Outcrop photographs of the Pennsylvanian Jackfork Group from Baumgartner's Quarry near Kirby, Arkansas. Sandstones shown are interpreted as basin-floor sheet deposits and demonstrate reservoir partitioning on at least two scales. The upper photo shows two distinct sheet sand complexes separated by an interval of thick mudstone while the lower photo documents a higher order of partitioning within a sheet sand complex.

Diagenesis is an additional complication in reservoir characterization at the Aspen Field. To determine its effects on the reservoir, core was collected in zones thought to be impacted by diagenesis. An analysis of thin-sections created from core showed that tuffaceous, volcanic rock fragments and glass shards are common constituents in the Aspen reservoirs (Fig. 7). An additional component was the zeolite clinoptilolite [(Na,K,Ca)2-3Al3(Al,Si)2Si13O36-12H2O], which precipitated as a result of devitrification of volcanic constituents. Clinoptilolite crystals ranging from 3 to 30 microns in size were dispersed in varying degrees throughout the pore system and significantly reduced inter-granular pore volume (Fig. 8). Clinoptilolite abundance ranges from 4 to 19 wt. % by X-ray diffraction techniques with an average of 9% (n = 44) and is observed in all samples of the Aspen L Sand.

• **Record excerpts**
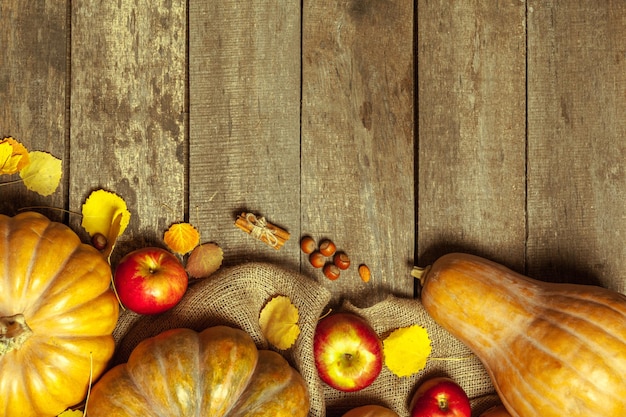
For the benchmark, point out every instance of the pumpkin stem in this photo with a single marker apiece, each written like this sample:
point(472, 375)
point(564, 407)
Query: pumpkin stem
point(420, 273)
point(13, 333)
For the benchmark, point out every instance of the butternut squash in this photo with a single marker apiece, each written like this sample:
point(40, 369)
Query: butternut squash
point(497, 411)
point(551, 349)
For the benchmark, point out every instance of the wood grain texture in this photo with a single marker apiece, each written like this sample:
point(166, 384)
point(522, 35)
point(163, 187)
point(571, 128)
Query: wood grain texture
point(244, 76)
point(471, 77)
point(576, 141)
point(33, 45)
point(128, 110)
point(357, 141)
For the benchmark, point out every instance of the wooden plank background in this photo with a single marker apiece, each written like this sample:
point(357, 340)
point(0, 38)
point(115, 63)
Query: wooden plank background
point(401, 130)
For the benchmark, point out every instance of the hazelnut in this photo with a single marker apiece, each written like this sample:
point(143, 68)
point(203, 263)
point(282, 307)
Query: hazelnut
point(317, 259)
point(327, 248)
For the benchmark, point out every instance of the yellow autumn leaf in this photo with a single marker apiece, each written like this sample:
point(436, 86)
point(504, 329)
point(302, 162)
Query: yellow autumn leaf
point(43, 174)
point(100, 211)
point(71, 413)
point(407, 350)
point(13, 156)
point(279, 322)
point(181, 238)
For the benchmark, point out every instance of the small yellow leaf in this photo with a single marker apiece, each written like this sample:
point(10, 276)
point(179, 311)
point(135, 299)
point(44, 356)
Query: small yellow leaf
point(181, 238)
point(43, 174)
point(71, 413)
point(407, 350)
point(279, 322)
point(13, 156)
point(204, 260)
point(100, 211)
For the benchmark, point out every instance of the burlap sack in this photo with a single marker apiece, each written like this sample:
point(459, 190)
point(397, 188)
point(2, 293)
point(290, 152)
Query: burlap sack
point(234, 296)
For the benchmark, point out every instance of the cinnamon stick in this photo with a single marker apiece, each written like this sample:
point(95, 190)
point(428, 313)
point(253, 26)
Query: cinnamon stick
point(261, 229)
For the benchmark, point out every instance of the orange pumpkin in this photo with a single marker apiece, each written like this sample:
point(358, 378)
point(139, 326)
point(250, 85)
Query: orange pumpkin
point(371, 411)
point(217, 372)
point(57, 313)
point(551, 349)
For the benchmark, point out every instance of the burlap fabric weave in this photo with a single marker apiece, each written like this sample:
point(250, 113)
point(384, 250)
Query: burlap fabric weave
point(234, 296)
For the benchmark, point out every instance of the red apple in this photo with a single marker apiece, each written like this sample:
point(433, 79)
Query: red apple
point(440, 397)
point(348, 353)
point(150, 280)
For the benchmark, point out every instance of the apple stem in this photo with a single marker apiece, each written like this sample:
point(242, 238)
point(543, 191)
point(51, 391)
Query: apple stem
point(330, 310)
point(443, 403)
point(420, 274)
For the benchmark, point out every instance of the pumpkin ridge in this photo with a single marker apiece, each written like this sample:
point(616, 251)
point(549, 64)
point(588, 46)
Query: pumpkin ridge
point(540, 386)
point(597, 298)
point(35, 255)
point(587, 343)
point(506, 357)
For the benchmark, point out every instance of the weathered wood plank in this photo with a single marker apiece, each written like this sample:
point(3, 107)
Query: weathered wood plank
point(128, 110)
point(357, 141)
point(471, 78)
point(576, 141)
point(244, 75)
point(33, 46)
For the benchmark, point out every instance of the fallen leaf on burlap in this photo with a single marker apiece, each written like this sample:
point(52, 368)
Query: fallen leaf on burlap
point(407, 350)
point(279, 322)
point(43, 174)
point(100, 211)
point(13, 156)
point(204, 260)
point(181, 238)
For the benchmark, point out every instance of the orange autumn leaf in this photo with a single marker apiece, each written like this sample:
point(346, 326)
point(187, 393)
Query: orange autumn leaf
point(279, 322)
point(181, 238)
point(13, 156)
point(204, 260)
point(71, 413)
point(407, 350)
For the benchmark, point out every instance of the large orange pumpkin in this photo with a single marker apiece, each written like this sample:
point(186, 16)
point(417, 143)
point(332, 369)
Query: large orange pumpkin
point(217, 372)
point(57, 313)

• **What this exercise asks**
**A.** List every named place or site in the reservoir geology passage.
**B.** In the reservoir geology passage, reproduce the text from "Outcrop photographs of" up to and including "sheet sand complex.".
The records have no connection to the reservoir geology passage.

• **Results for the exercise**
**A.** Baumgartner's Quarry, Kirby, Arkansas, Aspen Field

**B.**
Outcrop photographs of the Pennsylvanian Jackfork Group from Baumgartner's Quarry near Kirby, Arkansas. Sandstones shown are interpreted as basin-floor sheet deposits and demonstrate reservoir partitioning on at least two scales. The upper photo shows two distinct sheet sand complexes separated by an interval of thick mudstone while the lower photo documents a higher order of partitioning within a sheet sand complex.